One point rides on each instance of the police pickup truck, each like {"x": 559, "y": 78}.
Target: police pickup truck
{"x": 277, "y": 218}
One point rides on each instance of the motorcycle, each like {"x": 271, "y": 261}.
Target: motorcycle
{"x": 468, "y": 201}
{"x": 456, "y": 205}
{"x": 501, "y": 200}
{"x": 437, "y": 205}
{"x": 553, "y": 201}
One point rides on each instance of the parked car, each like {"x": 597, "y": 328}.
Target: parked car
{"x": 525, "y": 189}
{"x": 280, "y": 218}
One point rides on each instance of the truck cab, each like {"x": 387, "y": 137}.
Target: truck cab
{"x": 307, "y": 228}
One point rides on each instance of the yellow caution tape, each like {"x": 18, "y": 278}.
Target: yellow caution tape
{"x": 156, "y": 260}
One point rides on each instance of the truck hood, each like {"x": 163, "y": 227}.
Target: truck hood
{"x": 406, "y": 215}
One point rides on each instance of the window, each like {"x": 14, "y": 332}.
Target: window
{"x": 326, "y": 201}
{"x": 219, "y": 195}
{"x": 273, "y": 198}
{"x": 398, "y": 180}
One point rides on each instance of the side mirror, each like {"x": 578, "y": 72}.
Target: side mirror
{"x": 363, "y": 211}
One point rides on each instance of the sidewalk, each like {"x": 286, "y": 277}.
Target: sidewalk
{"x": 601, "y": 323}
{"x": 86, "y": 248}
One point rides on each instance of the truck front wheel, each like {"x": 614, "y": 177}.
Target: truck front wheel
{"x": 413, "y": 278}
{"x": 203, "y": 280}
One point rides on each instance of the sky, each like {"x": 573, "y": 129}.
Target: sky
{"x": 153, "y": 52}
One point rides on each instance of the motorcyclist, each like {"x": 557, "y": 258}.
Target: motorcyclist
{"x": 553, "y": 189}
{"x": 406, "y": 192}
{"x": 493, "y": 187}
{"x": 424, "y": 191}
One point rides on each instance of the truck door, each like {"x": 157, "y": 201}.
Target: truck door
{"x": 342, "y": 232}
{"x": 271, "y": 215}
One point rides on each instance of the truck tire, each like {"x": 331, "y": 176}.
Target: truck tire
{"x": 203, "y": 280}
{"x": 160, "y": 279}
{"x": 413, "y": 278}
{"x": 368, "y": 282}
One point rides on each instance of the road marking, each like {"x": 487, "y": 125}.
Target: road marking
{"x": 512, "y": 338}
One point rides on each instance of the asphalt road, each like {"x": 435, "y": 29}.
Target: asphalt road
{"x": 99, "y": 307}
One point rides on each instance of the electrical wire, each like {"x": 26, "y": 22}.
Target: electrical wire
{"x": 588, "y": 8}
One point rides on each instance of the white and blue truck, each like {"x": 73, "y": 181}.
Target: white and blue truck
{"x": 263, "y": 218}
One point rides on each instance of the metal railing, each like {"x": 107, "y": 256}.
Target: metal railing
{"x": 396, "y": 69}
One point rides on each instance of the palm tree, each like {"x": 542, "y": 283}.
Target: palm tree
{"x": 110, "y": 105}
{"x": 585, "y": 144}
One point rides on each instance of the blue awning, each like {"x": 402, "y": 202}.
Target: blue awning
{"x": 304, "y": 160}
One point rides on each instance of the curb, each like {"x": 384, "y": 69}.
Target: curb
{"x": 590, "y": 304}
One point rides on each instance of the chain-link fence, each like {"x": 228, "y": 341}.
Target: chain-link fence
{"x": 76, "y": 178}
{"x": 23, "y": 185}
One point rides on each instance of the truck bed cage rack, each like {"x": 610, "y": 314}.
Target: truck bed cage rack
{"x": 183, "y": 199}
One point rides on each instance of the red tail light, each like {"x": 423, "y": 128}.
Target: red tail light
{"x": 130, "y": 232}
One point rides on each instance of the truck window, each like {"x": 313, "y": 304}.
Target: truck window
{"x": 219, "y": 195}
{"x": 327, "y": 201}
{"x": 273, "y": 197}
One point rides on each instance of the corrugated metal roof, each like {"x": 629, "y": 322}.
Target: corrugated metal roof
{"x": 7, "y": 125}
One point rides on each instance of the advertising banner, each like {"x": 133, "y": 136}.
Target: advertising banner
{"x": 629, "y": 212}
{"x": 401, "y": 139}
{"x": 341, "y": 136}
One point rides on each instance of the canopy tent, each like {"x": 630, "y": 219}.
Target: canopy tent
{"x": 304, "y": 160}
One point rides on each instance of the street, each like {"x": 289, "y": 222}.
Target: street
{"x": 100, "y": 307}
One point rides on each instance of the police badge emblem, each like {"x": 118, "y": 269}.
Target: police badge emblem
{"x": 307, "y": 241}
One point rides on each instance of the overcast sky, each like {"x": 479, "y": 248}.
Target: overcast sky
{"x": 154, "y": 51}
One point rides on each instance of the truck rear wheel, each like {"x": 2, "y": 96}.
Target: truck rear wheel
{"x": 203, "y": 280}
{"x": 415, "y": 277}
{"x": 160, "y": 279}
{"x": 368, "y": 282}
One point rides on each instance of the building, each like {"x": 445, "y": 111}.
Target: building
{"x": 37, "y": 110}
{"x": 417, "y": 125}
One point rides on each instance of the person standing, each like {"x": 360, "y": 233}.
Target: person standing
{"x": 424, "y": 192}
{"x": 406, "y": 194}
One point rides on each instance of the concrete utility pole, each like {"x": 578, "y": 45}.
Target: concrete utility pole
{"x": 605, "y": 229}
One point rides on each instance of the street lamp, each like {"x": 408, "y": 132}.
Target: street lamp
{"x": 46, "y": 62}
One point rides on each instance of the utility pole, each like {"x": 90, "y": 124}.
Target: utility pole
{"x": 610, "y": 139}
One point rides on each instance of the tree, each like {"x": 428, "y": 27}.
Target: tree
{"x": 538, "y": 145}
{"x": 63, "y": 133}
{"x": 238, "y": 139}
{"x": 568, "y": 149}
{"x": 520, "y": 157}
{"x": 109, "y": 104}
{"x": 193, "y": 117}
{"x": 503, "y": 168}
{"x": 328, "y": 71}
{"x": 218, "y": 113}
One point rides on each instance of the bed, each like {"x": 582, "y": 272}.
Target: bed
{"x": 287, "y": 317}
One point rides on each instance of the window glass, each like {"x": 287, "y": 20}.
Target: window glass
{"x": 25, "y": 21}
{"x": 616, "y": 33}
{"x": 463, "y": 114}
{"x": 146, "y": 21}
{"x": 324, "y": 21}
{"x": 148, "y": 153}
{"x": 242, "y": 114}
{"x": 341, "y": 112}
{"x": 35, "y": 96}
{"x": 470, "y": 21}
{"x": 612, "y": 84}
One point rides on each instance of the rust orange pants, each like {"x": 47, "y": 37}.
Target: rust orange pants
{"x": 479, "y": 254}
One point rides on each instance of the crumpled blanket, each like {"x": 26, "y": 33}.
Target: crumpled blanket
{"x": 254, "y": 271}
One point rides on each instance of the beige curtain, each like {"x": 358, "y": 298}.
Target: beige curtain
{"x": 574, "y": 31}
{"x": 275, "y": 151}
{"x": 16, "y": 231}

=====

**What the task asks**. Output all of the data again, exactly.

**The result**.
One point rides on each instance of the police pickup truck, each like {"x": 559, "y": 78}.
Target: police pickup truck
{"x": 277, "y": 218}
One point rides on each instance of the motorcycle, each like {"x": 271, "y": 261}.
Target: motorcycle
{"x": 468, "y": 201}
{"x": 456, "y": 205}
{"x": 501, "y": 200}
{"x": 437, "y": 205}
{"x": 553, "y": 201}
One point rides on each instance of the parked car, each like {"x": 597, "y": 328}.
Target: parked car
{"x": 525, "y": 189}
{"x": 280, "y": 218}
One point rides on each instance of the truck cab, each like {"x": 387, "y": 137}.
Target: truck cab
{"x": 307, "y": 228}
One point rides on each instance of the yellow caution tape, each like {"x": 18, "y": 278}.
Target: yellow caution tape
{"x": 156, "y": 260}
One point rides on each instance of the truck hood, each like {"x": 163, "y": 227}.
Target: truck hood
{"x": 406, "y": 215}
One point rides on each instance of the window, each like {"x": 14, "y": 332}.
Target: window
{"x": 326, "y": 201}
{"x": 219, "y": 195}
{"x": 273, "y": 198}
{"x": 398, "y": 180}
One point rides on each instance of the side mirror, each like {"x": 578, "y": 72}.
Target: side mirror
{"x": 363, "y": 211}
One point rides on each instance of the sidewalk, each like {"x": 286, "y": 277}.
Target: sidewalk
{"x": 601, "y": 323}
{"x": 86, "y": 248}
One point rides on each instance of the truck front wheel, each like {"x": 614, "y": 177}.
Target: truck front wheel
{"x": 413, "y": 278}
{"x": 203, "y": 280}
One point rides on each instance of the sky, each like {"x": 573, "y": 129}.
Target: sky
{"x": 153, "y": 52}
One point rides on each instance of the motorcyclist, each like {"x": 557, "y": 258}.
Target: motorcyclist
{"x": 553, "y": 189}
{"x": 406, "y": 192}
{"x": 493, "y": 187}
{"x": 424, "y": 191}
One point rides on each instance of the truck door, each like {"x": 157, "y": 201}.
Target: truck door
{"x": 342, "y": 232}
{"x": 271, "y": 215}
One point rides on each instance of the truck tire, each like {"x": 331, "y": 176}.
Target: truck tire
{"x": 203, "y": 280}
{"x": 160, "y": 279}
{"x": 413, "y": 278}
{"x": 368, "y": 282}
One point rides on each instance of the road marking, each like {"x": 487, "y": 125}.
Target: road marking
{"x": 512, "y": 338}
One point rides on each instance of the asphalt road, each like {"x": 435, "y": 29}.
Target: asphalt road
{"x": 99, "y": 307}
One point rides on each instance of the electrical wire, each like {"x": 26, "y": 22}.
Target: electrical wire
{"x": 588, "y": 8}
One point rides on each instance of the white and blue truck, each like {"x": 73, "y": 181}.
Target: white and blue truck
{"x": 263, "y": 218}
One point rides on each instance of the metal railing, each like {"x": 107, "y": 256}.
Target: metal railing
{"x": 396, "y": 69}
One point rides on each instance of the palm tree, each like {"x": 542, "y": 283}.
Target: palm tree
{"x": 110, "y": 105}
{"x": 585, "y": 144}
One point rides on each instance of the blue awning, each like {"x": 402, "y": 202}.
Target: blue awning
{"x": 304, "y": 160}
One point rides on each instance of the curb, each like {"x": 384, "y": 69}.
Target: curb
{"x": 590, "y": 304}
One point rides on each instance of the chain-link fence, each like {"x": 228, "y": 341}.
Target: chain-link fence
{"x": 76, "y": 178}
{"x": 23, "y": 185}
One point rides on each instance of the truck bed cage rack, each like {"x": 610, "y": 314}.
Target: truck bed cage rack
{"x": 183, "y": 199}
One point rides on each instance of the red tail light, each like {"x": 423, "y": 128}.
Target: red tail light
{"x": 130, "y": 232}
One point rides on each instance of the truck window, each like {"x": 313, "y": 304}.
Target: truck window
{"x": 219, "y": 195}
{"x": 327, "y": 201}
{"x": 273, "y": 197}
One point rides on each instance of the corrugated metal roof, each like {"x": 629, "y": 322}.
Target: corrugated metal roof
{"x": 7, "y": 125}
One point rides on each instance of the advertising banner, each like {"x": 133, "y": 136}.
Target: advertising banner
{"x": 629, "y": 212}
{"x": 401, "y": 139}
{"x": 341, "y": 136}
One point rides on each instance of the canopy tent, each like {"x": 630, "y": 219}.
Target: canopy tent
{"x": 304, "y": 160}
One point rides on each instance of the street, each like {"x": 289, "y": 222}.
Target: street
{"x": 100, "y": 307}
One point rides on each instance of the police badge emblem, each like {"x": 118, "y": 269}.
Target: police badge emblem
{"x": 307, "y": 241}
One point rides on each instance of the overcast sky, each like {"x": 479, "y": 248}.
Target: overcast sky
{"x": 154, "y": 51}
One point rides on each instance of the truck rear wheel, each like {"x": 2, "y": 96}.
Target: truck rear wheel
{"x": 203, "y": 280}
{"x": 415, "y": 277}
{"x": 160, "y": 279}
{"x": 368, "y": 282}
One point rides on each instance of the building, each like {"x": 445, "y": 111}.
Target: building
{"x": 37, "y": 110}
{"x": 417, "y": 125}
One point rides on each instance of the person standing, each like {"x": 360, "y": 233}.
Target: person standing
{"x": 424, "y": 192}
{"x": 406, "y": 194}
One point rides on each instance of the concrete utility pole, each like {"x": 578, "y": 45}.
Target: concrete utility pole
{"x": 605, "y": 229}
One point rides on each instance of the street lamp, each like {"x": 408, "y": 132}.
Target: street lamp
{"x": 46, "y": 62}
One point rides on each instance of the utility pole, each like {"x": 90, "y": 124}.
Target: utility pole
{"x": 610, "y": 139}
One point rides on each instance of the tree, each like {"x": 428, "y": 27}.
Target: tree
{"x": 538, "y": 145}
{"x": 63, "y": 133}
{"x": 238, "y": 139}
{"x": 568, "y": 149}
{"x": 520, "y": 157}
{"x": 109, "y": 104}
{"x": 193, "y": 117}
{"x": 503, "y": 168}
{"x": 328, "y": 71}
{"x": 218, "y": 113}
One point rides on each instance of the bed, each like {"x": 582, "y": 272}.
Target: bed
{"x": 287, "y": 317}
One point rides on each instance of the window glass, each like {"x": 287, "y": 20}.
Target: window glass
{"x": 25, "y": 21}
{"x": 616, "y": 33}
{"x": 463, "y": 114}
{"x": 146, "y": 21}
{"x": 324, "y": 21}
{"x": 148, "y": 153}
{"x": 242, "y": 114}
{"x": 341, "y": 112}
{"x": 35, "y": 96}
{"x": 470, "y": 21}
{"x": 612, "y": 84}
One point rides on each instance of the rust orange pants, each like {"x": 47, "y": 37}.
Target: rust orange pants
{"x": 479, "y": 254}
One point rides on each instance of the crumpled blanket, each like {"x": 26, "y": 33}.
Target: crumpled blanket
{"x": 254, "y": 271}
One point rides on each instance of the beige curtain, each like {"x": 358, "y": 298}.
Target: beige curtain
{"x": 574, "y": 31}
{"x": 275, "y": 151}
{"x": 16, "y": 231}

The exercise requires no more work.